--- What to produce ---
Please retype the records below exactly, from the first line down to and including the line with "tanker truck, dropping".

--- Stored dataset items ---
________________
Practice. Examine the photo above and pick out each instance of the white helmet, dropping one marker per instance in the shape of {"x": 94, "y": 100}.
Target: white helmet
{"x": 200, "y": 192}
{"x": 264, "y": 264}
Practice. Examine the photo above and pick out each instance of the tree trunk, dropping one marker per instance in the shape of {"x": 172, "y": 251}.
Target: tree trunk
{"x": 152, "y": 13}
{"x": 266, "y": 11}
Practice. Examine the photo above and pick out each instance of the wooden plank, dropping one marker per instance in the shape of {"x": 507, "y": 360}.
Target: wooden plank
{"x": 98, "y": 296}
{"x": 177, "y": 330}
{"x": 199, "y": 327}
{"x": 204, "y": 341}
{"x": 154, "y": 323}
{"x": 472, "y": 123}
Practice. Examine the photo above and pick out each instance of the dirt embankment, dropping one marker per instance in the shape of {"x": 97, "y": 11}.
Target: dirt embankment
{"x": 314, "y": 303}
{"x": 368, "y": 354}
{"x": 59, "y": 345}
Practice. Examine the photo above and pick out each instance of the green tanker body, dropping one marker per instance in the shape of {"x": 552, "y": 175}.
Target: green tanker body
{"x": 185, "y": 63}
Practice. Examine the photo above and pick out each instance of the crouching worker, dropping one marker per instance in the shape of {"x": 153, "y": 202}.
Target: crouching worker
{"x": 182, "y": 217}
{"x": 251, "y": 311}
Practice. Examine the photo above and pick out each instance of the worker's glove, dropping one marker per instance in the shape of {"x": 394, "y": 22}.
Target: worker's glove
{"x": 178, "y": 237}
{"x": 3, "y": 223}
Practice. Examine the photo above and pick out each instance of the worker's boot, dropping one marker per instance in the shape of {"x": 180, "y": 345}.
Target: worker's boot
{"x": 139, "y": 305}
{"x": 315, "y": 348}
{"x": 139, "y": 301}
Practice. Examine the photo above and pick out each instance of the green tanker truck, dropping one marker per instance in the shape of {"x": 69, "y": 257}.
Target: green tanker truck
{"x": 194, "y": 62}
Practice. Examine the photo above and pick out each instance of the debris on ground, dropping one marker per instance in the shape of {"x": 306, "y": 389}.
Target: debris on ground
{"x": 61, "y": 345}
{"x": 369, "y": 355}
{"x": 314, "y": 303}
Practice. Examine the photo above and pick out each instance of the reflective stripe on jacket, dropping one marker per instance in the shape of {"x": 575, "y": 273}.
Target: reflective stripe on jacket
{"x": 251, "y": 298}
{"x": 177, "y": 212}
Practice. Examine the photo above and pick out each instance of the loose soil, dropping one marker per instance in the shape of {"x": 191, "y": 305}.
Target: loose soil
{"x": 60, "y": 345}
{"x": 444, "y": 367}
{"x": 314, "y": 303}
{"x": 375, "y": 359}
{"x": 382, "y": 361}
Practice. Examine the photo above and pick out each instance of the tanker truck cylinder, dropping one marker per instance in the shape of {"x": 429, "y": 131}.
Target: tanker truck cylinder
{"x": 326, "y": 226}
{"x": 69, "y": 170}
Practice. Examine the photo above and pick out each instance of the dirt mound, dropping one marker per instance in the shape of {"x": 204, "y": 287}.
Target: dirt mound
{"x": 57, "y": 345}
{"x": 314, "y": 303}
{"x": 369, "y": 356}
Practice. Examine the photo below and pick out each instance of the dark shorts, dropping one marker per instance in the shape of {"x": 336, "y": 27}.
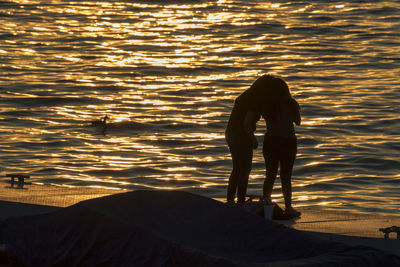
________________
--- Answer for this exercise ---
Practice. Examine the photo above and pick out each instance of the white helmet, dropping one marker per instance in the shape of {"x": 94, "y": 100}.
Target: white helmet
{"x": 200, "y": 192}
{"x": 264, "y": 264}
Practice. Examine the photo above and pick out each instance of the tree trunk, dropping one marker per instance in the shape of {"x": 172, "y": 251}.
Target: tree trunk
{"x": 152, "y": 13}
{"x": 266, "y": 11}
Practice. Examine the photo above and pick out each instance of the wooden plank, dropping one marker per instance in the shape of {"x": 507, "y": 360}.
Target: wooden plank
{"x": 98, "y": 296}
{"x": 177, "y": 330}
{"x": 199, "y": 327}
{"x": 204, "y": 341}
{"x": 154, "y": 323}
{"x": 472, "y": 123}
Practice. Examine the photo above and pick out each instance of the dirt embankment, dropping one marker per instance in the shape of {"x": 97, "y": 11}.
Target: dirt embankment
{"x": 314, "y": 303}
{"x": 368, "y": 354}
{"x": 59, "y": 345}
Practice. Examine the photo above and pick out each instance of the green tanker body, dropping one marker per instance in the shape of {"x": 552, "y": 175}.
Target: green tanker body
{"x": 185, "y": 63}
Practice. Examine the photo above and pick out each instance of the crouching worker, dropping one marker per instance in the shape of {"x": 153, "y": 202}.
Target: crouching worker
{"x": 182, "y": 217}
{"x": 251, "y": 311}
Practice. Examine the photo above and pick out each instance of the worker's glove, dropping one marker per instance in the shape of {"x": 394, "y": 22}.
Target: worker's glove
{"x": 178, "y": 237}
{"x": 3, "y": 223}
Practice. Examine the photo above and pick out each instance of the worker's boot, dropping one marker per instance in the shape of {"x": 180, "y": 345}.
Target: worker's boot
{"x": 139, "y": 305}
{"x": 315, "y": 348}
{"x": 139, "y": 301}
Practice. Examine the photo above and pick out each instance of the green tanker truck, dropping one marker per instance in the shape of {"x": 69, "y": 257}.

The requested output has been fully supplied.